Split the kernel up

December 20, 2005

I’ve had this idea for quite a while but only the last few weeks it has materialized enough to put it into readable text.

Now, we all know Linux on the desktop and Linux in the embedded world didn’t take off as well as many would’ve hoped for. In the server world, Linux has put its feet firmly into the ground, but outside of that, Linux means fairly little. The desktop market is ruled by Windows (OS X doesn’t mean all that much at this point), and the embedded world (phones, PDAs) is pretty much ruled by Symbian, Windows and PalmOS (the last being on its way out though).

I have a very simple reason as to why Linux ain’t getting there. And it’s the monolithic nature of the kernel. The vanilla Linux kernel tries to be a jack-of-all-trades, it tries to accommodate every possible user scenario, whether it be supercomputers or mobile phones, and that simply ain’t working.

So, what do I advice Linus Torvalds to do? Well, besides learning some manners, and besides stopping breaking driver compatibility each point release, and besides stopping treating 2.6 as a dev. branch, I advice him to split the main branch up into three separate branches: kernel-2.6-embedded, kernel-2.6-server, and kernel 2.6-desktop. Then, optimize the fcuk out of each of those branches.

For the desktop branch, work closely with the GNOME/KDE/Xfce/etc guys, let those teams have more say in what goes in the -desktop branch and what doesn’t. This way, the desktop environments’ lives get easier, and thus the overall desktop experience will improve.

Do the same for the other branches (ie. work together with RedHat on the -server branch), and it will mean a huge leap forward for the Linux world.

Another solution would be to turn the Linux kernel into a proper microkernel– the advantages of a microkernel (ie. stability) far outweigh the disadvantages (overhead). 15 years ago, when computing power was limited, it made sense to make a monolithic kernel. But in this day and age, with all the computing power going to waste, the overhead is neglicable.

You can’t serisouly expect a kernel with 6 million lines of code to work flawlessly.

13 Messages »

  1. All good Thom, except the Microkernel stuff.

### Data rows
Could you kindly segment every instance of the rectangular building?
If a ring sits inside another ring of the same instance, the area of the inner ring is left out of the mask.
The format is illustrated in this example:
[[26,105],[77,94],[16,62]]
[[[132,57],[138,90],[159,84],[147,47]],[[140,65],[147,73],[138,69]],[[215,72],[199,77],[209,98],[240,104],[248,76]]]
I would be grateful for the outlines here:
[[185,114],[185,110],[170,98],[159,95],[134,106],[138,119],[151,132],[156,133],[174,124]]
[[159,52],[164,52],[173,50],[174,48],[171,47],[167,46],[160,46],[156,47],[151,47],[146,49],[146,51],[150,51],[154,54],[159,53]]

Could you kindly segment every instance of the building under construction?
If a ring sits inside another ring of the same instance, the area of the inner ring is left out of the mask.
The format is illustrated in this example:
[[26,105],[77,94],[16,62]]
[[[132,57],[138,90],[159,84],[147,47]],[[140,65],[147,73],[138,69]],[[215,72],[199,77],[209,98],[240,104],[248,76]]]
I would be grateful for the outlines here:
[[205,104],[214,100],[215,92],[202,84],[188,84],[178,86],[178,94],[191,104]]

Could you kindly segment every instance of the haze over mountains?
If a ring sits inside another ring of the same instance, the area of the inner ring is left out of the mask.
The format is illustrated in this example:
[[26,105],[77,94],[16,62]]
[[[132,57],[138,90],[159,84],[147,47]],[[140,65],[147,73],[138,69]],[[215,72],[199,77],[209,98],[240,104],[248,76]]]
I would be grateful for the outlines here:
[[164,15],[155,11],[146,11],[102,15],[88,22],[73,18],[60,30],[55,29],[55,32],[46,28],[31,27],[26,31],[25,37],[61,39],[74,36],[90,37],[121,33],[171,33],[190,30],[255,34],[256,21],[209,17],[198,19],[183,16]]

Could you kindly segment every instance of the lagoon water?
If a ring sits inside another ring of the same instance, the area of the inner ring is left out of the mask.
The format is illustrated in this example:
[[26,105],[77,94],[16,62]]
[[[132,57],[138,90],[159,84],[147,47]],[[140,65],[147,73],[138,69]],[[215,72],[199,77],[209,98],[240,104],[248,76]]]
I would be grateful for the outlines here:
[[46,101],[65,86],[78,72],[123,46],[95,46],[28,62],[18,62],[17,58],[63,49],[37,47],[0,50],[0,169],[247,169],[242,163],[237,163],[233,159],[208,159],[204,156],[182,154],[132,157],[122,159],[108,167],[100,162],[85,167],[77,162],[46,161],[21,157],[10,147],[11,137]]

### Challenges
1. In the post on splitting the Linux kernel, rewrite the paragraph beginning "So, what do I advice Linus Torvalds to do?" as a bulleted list that keeps its main points.
2. List every operating system the kernel-splitting post names.
3. Extend the post about splitting the Linux kernel, picking up after its final line.

### Exercise results
1.
- Learn some manners.
- Stop breaking driver compatibility with each point release.
- Stop treating 2.6 as a development branch.
- Split the main branch into three separate branches: kernel-2.6-embedded, kernel-2.6-server and kernel 2.6-desktop.
- Optimize each of those branches as far as possible.

2.
- Linux
- Windows
- OS X
- Symbian
- PalmOS

3.
    I’m not sure what real advantages there are in a microkernel. Arguments like “if you have a crash in the graphics code you don’t take the kernel down” don’t hold much water, for practical purposes the machine is dead anyway. So, doing all these architectural changes on something that already works today and it’s pretty stable, it’s not a good decision. If Linux must have been a microkernel, it should have been one from Day 1. Now, it’s too late, except many for some minor further modularization.

    Comment by Eugenia — December 20, 2005 @ 8:10 pm

  2. The advantage is really there. If the graphical system fails, it can automatically restart itself– in fact, any driver can do that. You just have to configure it that way.

    In a monolithic kernel, all drivers live in kernelspace, and as such, pose a huge threat to stability. Since, in order for a monolithic kernel to have an infinite uptime, you have to have 6 million lines of bug-free code (let’s keep Linux as the example). In a microkernel, for instance Minix3, you only need to have 3800 lines of bug free code– namely that small part that lives in kernelspace and that handles message passing of the parts living outside of kernelspace (and in Minix3’s case, the hardware clock :D).

    When a bug crashes a driver in a monolithic kernel, the entire system goes down, and must be restarted. After fixing the bug, you need to restart the system AGAIN, because you must load the kernel with the fixed driver.

    In a microkernel, when a bug crashes a driver, the driver will restart itself, without any downtime at all. Then, you can fix the driver, drop it in the system, and reload the driver, but then using your new, fixed one– also without turning the system down (obviously you do lose the funtionality that the driver provided).

    As you can see, for mission-critical systems, a microkernel makes a lot more sense. It’s just that the microkernel design suffers from a serious image problem (the so-called overhead).

    In any case, of course I know this isn’t a viable option at all. I just said it to make a case for the microkernel design, which is inherantly better than a monolithic kernel in this day and age (of excessive computing power).

    Comment by Administrator — December 20, 2005 @ 8:29 pm

  3. In the embedded world, the three you mentioned (Symbian, Windows and PalmOS) are hardly players. Those are PDA/Cellphone OSes. The embedded world is all QNX and VxWorks. Windows just can’t fit in this space, a space which the OS has to be less than 400k.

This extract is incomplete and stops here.